ZADANIE DO WYKONANIA -> Proszę dokładnie przepisać wiersze od tego, który zawiera „A prior annotation asserts the door panel”, aż do końca wpisów, włącznie z oboma krańcami.
__________________________________________________
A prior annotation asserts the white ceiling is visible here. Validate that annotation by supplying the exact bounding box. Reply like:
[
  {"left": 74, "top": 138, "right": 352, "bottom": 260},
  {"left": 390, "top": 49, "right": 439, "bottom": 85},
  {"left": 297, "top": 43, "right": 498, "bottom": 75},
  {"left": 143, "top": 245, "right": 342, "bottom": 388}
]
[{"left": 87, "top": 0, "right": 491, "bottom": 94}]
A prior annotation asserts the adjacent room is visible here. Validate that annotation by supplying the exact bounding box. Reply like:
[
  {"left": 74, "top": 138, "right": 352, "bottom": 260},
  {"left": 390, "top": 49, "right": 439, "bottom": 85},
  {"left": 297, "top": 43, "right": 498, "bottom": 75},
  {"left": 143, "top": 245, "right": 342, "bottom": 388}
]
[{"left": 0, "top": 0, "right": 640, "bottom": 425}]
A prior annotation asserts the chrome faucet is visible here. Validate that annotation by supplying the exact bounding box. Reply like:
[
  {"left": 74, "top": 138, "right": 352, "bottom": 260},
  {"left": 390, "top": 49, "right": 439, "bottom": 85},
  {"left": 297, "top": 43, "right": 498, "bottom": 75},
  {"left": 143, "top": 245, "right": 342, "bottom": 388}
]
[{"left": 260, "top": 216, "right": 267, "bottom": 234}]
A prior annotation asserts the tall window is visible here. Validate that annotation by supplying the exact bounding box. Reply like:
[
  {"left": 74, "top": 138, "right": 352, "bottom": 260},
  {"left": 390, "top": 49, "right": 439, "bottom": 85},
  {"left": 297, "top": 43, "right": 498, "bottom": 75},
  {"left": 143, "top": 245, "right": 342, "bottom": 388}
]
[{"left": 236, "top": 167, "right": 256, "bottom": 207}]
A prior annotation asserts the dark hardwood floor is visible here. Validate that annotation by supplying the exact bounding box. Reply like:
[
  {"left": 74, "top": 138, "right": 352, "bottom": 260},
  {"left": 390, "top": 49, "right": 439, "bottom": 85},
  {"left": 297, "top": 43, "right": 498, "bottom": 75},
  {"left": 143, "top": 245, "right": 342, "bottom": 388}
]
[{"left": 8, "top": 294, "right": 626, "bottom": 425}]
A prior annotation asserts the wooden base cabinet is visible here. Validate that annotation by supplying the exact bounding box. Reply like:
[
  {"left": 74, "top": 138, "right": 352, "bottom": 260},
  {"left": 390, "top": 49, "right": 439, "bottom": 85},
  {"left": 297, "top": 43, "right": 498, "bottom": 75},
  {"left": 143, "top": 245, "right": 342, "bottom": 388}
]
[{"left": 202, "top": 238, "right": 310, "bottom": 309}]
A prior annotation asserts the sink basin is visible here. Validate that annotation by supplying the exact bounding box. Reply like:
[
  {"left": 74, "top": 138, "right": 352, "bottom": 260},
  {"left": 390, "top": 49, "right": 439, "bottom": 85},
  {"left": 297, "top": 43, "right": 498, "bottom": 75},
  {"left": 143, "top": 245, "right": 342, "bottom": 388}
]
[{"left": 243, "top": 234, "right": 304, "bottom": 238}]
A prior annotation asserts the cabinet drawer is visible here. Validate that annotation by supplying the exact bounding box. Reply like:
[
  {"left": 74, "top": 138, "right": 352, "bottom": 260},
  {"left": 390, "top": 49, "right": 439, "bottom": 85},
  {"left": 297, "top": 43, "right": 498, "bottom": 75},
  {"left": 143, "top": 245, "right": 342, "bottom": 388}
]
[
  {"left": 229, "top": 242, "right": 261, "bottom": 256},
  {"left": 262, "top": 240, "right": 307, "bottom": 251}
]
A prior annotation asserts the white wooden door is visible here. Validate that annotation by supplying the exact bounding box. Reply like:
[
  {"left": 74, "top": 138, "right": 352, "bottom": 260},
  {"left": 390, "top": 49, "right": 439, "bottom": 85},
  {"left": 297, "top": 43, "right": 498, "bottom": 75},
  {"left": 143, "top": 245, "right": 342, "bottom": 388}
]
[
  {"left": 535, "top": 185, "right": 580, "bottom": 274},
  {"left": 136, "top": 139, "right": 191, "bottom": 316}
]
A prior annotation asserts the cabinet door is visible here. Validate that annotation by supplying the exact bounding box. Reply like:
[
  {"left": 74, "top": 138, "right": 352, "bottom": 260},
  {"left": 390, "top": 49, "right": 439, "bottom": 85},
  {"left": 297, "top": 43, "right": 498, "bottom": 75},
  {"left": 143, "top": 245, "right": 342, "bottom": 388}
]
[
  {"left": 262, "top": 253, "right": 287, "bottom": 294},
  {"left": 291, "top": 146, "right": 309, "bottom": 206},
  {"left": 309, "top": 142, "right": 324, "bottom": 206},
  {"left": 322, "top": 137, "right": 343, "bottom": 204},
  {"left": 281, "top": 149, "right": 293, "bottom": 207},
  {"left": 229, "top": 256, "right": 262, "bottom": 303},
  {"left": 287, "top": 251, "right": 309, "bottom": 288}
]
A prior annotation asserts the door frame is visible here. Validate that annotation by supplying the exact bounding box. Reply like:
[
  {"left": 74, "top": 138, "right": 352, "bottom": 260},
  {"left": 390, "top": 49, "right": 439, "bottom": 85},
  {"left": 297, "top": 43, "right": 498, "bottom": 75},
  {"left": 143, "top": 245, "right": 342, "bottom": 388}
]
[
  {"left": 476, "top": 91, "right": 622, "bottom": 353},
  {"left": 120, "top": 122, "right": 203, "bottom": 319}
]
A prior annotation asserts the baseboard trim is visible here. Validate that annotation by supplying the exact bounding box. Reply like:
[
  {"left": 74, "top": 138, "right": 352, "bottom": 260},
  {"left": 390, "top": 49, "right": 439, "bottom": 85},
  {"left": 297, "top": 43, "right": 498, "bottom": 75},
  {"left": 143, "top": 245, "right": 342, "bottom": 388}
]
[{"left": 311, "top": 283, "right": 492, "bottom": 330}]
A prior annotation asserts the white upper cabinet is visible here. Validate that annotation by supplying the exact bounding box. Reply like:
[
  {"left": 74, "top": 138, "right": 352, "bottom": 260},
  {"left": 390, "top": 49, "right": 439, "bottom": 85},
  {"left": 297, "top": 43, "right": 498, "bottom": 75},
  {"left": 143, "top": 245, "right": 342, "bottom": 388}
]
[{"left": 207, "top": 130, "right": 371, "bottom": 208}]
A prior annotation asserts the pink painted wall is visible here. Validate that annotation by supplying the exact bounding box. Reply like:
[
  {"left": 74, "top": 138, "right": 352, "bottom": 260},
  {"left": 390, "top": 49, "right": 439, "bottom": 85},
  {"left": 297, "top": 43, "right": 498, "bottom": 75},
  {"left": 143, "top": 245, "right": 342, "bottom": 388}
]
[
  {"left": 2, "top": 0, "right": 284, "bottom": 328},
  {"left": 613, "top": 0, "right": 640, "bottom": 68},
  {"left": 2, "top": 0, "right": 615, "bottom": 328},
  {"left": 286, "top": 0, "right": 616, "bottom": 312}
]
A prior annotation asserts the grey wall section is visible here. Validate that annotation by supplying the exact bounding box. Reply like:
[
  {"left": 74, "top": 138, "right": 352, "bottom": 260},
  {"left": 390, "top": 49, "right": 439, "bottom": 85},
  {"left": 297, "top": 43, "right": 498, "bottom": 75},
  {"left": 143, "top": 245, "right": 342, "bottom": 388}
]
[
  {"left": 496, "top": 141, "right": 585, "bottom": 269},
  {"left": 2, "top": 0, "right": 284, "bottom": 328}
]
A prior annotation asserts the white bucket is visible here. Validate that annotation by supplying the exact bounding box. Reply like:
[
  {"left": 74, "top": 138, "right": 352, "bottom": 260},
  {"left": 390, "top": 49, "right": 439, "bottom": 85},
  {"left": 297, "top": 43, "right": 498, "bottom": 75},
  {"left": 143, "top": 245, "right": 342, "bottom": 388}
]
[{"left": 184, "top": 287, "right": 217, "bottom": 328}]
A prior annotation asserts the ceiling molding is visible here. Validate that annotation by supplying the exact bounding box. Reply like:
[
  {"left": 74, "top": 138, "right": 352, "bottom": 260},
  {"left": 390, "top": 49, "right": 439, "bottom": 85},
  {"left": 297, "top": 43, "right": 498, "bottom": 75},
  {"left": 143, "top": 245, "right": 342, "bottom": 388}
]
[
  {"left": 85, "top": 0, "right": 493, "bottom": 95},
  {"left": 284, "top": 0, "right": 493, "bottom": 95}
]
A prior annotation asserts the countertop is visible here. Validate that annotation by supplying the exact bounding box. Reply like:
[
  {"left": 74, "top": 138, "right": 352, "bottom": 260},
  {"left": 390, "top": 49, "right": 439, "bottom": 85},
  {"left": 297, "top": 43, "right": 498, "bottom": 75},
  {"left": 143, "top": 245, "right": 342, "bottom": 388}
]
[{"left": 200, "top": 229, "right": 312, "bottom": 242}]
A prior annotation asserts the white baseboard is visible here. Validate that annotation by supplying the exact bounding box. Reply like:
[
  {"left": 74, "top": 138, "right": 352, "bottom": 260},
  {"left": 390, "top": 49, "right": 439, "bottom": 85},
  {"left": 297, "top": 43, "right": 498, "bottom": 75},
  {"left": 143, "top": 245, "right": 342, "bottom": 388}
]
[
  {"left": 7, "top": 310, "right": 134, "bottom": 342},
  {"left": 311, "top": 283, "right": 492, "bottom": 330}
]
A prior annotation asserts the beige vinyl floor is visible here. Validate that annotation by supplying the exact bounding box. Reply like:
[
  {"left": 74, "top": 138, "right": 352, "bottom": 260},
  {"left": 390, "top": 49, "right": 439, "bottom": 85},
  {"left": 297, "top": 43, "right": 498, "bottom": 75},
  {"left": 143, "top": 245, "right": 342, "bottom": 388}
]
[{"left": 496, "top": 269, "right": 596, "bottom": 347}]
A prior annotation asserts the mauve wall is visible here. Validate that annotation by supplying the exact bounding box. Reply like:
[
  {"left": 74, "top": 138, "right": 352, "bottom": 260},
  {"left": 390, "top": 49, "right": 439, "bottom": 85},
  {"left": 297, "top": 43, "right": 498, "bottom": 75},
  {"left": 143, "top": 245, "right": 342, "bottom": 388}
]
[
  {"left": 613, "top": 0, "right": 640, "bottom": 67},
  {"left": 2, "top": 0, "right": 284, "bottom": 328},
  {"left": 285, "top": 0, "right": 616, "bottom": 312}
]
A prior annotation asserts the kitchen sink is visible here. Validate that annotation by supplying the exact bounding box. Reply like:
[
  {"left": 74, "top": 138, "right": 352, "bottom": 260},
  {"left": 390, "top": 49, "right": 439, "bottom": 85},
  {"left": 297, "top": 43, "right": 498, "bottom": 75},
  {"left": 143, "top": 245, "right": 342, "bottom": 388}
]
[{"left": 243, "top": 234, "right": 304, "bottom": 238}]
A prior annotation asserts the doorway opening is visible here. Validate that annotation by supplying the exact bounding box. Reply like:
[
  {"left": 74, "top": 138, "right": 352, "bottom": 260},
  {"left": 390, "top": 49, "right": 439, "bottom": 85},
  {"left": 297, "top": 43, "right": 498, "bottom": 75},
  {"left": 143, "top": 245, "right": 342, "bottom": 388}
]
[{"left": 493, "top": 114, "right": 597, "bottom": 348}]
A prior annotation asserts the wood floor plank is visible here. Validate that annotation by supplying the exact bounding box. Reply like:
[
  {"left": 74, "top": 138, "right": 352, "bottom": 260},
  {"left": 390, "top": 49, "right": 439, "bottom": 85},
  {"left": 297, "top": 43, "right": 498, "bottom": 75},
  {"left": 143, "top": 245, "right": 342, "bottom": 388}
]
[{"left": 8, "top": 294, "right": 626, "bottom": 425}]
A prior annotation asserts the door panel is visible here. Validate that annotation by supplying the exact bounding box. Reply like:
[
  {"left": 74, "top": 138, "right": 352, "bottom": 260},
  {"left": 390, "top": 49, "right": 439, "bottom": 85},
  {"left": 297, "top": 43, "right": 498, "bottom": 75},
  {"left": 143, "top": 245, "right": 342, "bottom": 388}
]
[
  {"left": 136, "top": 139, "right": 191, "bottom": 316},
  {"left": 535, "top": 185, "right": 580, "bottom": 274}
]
__________________________________________________
ODPOWIEDŹ NA ZADANIE ->
A prior annotation asserts the door panel is visible here. Validate that annotation by supplying the exact bounding box. Reply like:
[
  {"left": 74, "top": 138, "right": 352, "bottom": 260},
  {"left": 390, "top": 49, "right": 439, "bottom": 85},
  {"left": 297, "top": 43, "right": 498, "bottom": 75},
  {"left": 143, "top": 245, "right": 342, "bottom": 388}
]
[
  {"left": 136, "top": 139, "right": 191, "bottom": 316},
  {"left": 535, "top": 185, "right": 580, "bottom": 274}
]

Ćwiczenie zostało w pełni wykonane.